** Opening GIVEN TEXT block **

Haywood C.,The Johns Hopkins Berman Institute of Bioethics |
Bediako S.,University of Maryland Baltimore County |
Onojobi G.,Howard University |
Beach M.C.,The Johns Hopkins Berman Institute of Bioethics
Journal of General Internal Medicine | Year: 2014
BACKGROUND: Adults with sickle cell disease (SCD) report experiencing discriminatory behavior from some healthcare providers. The impact of discrimination on health outcomes in SCD, including adherence to physician recommendations, is not known.OBJECTIVE: Our aim was to evaluate the association between perceived discrimination from healthcare providers and nonadherence to physician recommendations among persons with SCD, and to test the potentially mediating role of patient trust.PARTICIPANTS: Patients with SCD (age 15 years and older) participating in the Improving Patient Outcomes with Respect and Trust (IMPORT) Study.MAIN MEASURES: Perceived discrimination from healthcare providers and reported adherence to physician recommendations were assessed by patient self-report using items from the 2001 Commonwealth Fund Health Survey. Interpersonal trust in medical professionals was assessed using the short form of the Wake Forest Trust in Medical Professionals instrument.DESIGN: We used a cross-sectional analysis of IMPORT participant data. Multivariable Poisson regression models were used to test the independent association of discrimination with adherence and to test patient trust as a potential mediator.KEY RESULTS: Among 273 SCD patients with complete data on all variables of interest, patients reporting experiences of discrimination in the healthcare system were 53 % more likely to also report being nonadherent to physician recommendations. Trust in medical professionals appeared to mediate the discrimination/nonadherence relationship, accounting for 50 % of the excess prevalence of nonadherence among those experiencing discrimination.CONCLUSION: SCD patient perceptions of discriminatory experiences from healthcare providers are associated with greater nonadherence to physician recommendations, and may be a potential factor contributing to disparities in health and health quality among this patient population. Perceived discrimination appears to affect adherence behaviors through the pathway of patient trust. Improving relationships between healthcare providers and SCD patients may improve the trust that SCD patients have in medical professionals, which in turn may improve other outcomes among this underserved patient population. © 2014, Society of General Internal Medicine.

** Closing GIVEN TEXT block **

> **WHAT THE TASK REQUIRES**
In one to three sentences, explain why the sickle cell abstract suggests that improving relationships between healthcare providers and SCD patients could lead to better outcomes. The items that come next have nothing to do with the sickle cell abstract.

** Opening DATA UNDER STUDY block **

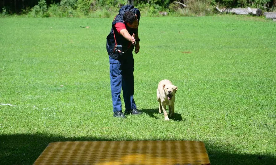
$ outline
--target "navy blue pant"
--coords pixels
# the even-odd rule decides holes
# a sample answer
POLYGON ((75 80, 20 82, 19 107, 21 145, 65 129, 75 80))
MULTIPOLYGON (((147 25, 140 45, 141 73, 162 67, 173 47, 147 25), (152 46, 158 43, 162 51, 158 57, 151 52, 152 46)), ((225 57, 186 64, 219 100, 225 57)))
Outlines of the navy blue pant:
POLYGON ((113 103, 113 111, 122 111, 121 90, 123 88, 126 111, 136 108, 133 99, 134 60, 131 54, 124 54, 123 59, 116 60, 109 57, 110 86, 113 103))

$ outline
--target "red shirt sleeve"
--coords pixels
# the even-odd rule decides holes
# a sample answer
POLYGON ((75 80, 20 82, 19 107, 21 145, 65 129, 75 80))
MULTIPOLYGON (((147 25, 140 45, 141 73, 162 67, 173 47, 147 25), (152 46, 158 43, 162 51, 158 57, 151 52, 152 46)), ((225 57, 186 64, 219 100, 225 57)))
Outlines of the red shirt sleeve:
POLYGON ((118 33, 120 33, 120 31, 122 29, 126 29, 126 25, 123 23, 118 22, 115 24, 115 27, 116 28, 116 31, 118 33))

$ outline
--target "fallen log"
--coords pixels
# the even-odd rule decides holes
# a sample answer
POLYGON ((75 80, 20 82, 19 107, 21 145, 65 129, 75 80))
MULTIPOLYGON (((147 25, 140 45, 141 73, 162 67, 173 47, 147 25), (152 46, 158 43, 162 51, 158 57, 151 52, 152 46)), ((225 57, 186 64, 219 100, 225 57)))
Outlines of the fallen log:
POLYGON ((274 12, 266 12, 264 13, 266 18, 268 19, 276 19, 276 13, 274 12))
POLYGON ((232 13, 237 14, 252 14, 257 16, 261 15, 262 11, 260 9, 251 8, 248 7, 247 8, 233 8, 227 9, 224 8, 220 9, 217 7, 216 7, 218 11, 221 13, 232 13))

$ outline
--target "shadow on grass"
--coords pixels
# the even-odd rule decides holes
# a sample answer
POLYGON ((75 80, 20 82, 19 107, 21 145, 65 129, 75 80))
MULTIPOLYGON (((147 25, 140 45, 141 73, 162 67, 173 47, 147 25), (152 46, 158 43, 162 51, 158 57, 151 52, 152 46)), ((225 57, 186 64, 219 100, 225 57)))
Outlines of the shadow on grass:
MULTIPOLYGON (((155 119, 160 119, 159 118, 157 117, 156 116, 156 114, 159 115, 159 111, 158 109, 144 109, 142 110, 144 113, 147 114, 148 115, 152 117, 155 119)), ((163 117, 164 117, 164 115, 163 112, 162 112, 161 114, 163 115, 163 117)), ((181 114, 178 113, 177 112, 174 112, 174 114, 173 116, 170 117, 169 115, 168 114, 169 118, 170 119, 174 120, 175 121, 180 121, 182 120, 186 120, 186 119, 183 119, 182 117, 181 116, 181 114)))
MULTIPOLYGON (((154 139, 145 139, 154 140, 154 139)), ((166 140, 164 139, 164 140, 166 140)), ((183 139, 184 140, 184 139, 183 139)), ((43 134, 0 135, 0 164, 31 164, 49 143, 57 141, 122 140, 93 137, 65 138, 43 134)), ((276 158, 266 155, 233 153, 227 145, 205 146, 211 164, 275 164, 276 158)))

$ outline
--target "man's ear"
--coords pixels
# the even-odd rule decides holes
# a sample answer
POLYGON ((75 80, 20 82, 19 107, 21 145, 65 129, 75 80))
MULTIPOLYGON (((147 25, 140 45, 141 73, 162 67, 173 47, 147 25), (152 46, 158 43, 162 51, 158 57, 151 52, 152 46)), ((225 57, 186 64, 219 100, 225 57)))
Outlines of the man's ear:
POLYGON ((177 91, 178 87, 176 86, 175 86, 175 93, 176 93, 176 91, 177 91))

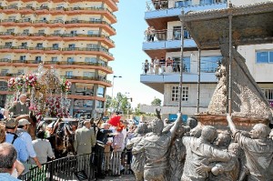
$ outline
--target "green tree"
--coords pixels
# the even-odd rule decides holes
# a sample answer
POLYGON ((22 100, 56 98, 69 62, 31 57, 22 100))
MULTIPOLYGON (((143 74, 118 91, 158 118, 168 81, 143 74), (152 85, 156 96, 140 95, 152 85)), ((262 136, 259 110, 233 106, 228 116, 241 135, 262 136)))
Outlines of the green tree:
POLYGON ((151 102, 152 106, 161 106, 161 100, 159 98, 155 97, 151 102))

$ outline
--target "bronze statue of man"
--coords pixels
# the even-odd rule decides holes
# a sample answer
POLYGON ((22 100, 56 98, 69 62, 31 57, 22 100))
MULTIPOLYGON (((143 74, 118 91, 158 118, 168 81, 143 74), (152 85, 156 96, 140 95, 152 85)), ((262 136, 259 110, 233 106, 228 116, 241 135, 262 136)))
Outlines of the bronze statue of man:
POLYGON ((202 169, 203 166, 208 166, 212 162, 228 162, 231 155, 215 148, 212 142, 217 137, 217 129, 211 126, 203 127, 199 138, 184 136, 183 144, 187 149, 183 181, 205 181, 208 177, 208 171, 202 169), (201 169, 200 169, 201 168, 201 169))
POLYGON ((227 120, 235 141, 245 152, 247 167, 249 170, 248 180, 273 180, 273 141, 268 138, 270 133, 269 127, 264 124, 257 124, 250 131, 250 138, 236 129, 229 115, 227 116, 227 120))
POLYGON ((178 113, 177 119, 170 130, 163 132, 163 121, 158 118, 154 119, 151 123, 152 132, 147 134, 146 137, 133 148, 133 154, 144 153, 146 159, 144 166, 145 180, 169 180, 168 150, 181 123, 181 113, 178 113))

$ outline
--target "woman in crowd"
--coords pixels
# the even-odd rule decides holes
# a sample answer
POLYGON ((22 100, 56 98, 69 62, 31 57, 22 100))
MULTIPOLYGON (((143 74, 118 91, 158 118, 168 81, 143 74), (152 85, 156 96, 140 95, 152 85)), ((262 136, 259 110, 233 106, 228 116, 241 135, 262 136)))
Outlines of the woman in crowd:
MULTIPOLYGON (((37 155, 37 158, 41 164, 47 162, 47 156, 51 159, 55 158, 52 151, 51 145, 47 139, 46 139, 46 132, 41 130, 37 133, 37 139, 32 141, 35 151, 37 155)), ((31 159, 31 164, 34 164, 34 160, 31 159)))
MULTIPOLYGON (((0 144, 4 143, 5 140, 5 126, 0 123, 0 144)), ((18 160, 15 161, 15 169, 14 170, 12 176, 18 177, 25 170, 24 165, 18 160)))
POLYGON ((144 73, 145 73, 145 75, 147 75, 148 70, 149 70, 149 63, 147 62, 147 59, 146 59, 145 63, 144 63, 144 73))

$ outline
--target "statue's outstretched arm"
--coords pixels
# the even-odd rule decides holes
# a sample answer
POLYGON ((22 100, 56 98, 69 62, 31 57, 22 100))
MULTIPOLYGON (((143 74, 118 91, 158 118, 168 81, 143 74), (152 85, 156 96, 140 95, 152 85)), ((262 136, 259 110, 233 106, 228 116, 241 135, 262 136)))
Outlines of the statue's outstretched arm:
POLYGON ((230 131, 234 135, 237 132, 237 129, 236 129, 236 126, 235 126, 232 119, 231 119, 231 116, 228 114, 227 115, 227 120, 228 120, 230 131))
POLYGON ((182 113, 177 113, 177 118, 175 122, 175 125, 172 126, 172 128, 170 129, 170 133, 171 133, 171 136, 172 139, 175 137, 176 136, 176 132, 177 127, 179 126, 179 125, 182 123, 181 121, 181 116, 182 116, 182 113))

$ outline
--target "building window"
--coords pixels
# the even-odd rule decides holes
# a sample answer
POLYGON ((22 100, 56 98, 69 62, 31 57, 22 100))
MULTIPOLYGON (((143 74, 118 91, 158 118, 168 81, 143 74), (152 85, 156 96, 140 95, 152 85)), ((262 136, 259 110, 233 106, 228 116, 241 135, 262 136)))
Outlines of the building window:
POLYGON ((104 94, 105 94, 105 88, 99 86, 97 88, 96 96, 104 97, 104 94))
POLYGON ((36 47, 43 47, 43 43, 38 43, 36 47))
MULTIPOLYGON (((179 86, 172 87, 172 101, 177 102, 179 101, 179 86)), ((182 101, 188 101, 188 87, 182 87, 182 101)))
POLYGON ((85 62, 86 62, 86 63, 96 63, 96 57, 86 57, 85 62))
POLYGON ((258 64, 273 63, 273 50, 256 52, 256 62, 258 64))
MULTIPOLYGON (((180 72, 180 57, 173 57, 173 71, 180 72)), ((183 58, 183 72, 190 72, 190 57, 183 58)))
POLYGON ((35 56, 35 63, 41 63, 42 62, 42 57, 41 56, 35 56))
POLYGON ((20 62, 25 61, 25 55, 20 55, 20 62))
POLYGON ((91 78, 91 77, 95 76, 95 73, 94 72, 84 72, 84 76, 91 78))
POLYGON ((213 0, 200 0, 200 5, 211 5, 213 0))
POLYGON ((1 69, 1 75, 2 76, 5 76, 7 73, 8 73, 8 69, 1 69))
POLYGON ((104 108, 104 102, 102 101, 96 101, 96 108, 104 108))
POLYGON ((175 7, 187 7, 192 5, 191 0, 177 1, 175 7))
POLYGON ((57 62, 58 58, 56 56, 51 57, 51 62, 57 62))
POLYGON ((67 78, 72 78, 72 76, 73 76, 73 71, 66 71, 66 76, 67 78))
POLYGON ((59 35, 61 34, 61 30, 54 30, 53 32, 55 35, 59 35))
POLYGON ((17 71, 17 74, 18 74, 18 75, 24 75, 24 69, 19 69, 19 70, 17 71))
POLYGON ((67 62, 68 63, 73 63, 74 62, 74 57, 67 57, 67 62))
POLYGON ((201 72, 214 73, 218 67, 219 62, 222 62, 222 56, 203 56, 201 57, 201 72))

** Closing DATA UNDER STUDY block **

> **TASK SOLUTION**
Perceived discrimination appears to affect adherence through patient trust, which accounted for 50% of the excess nonadherence among patients reporting discrimination. Better relationships with providers may raise patients' trust in medical professionals, which in turn may improve other outcomes.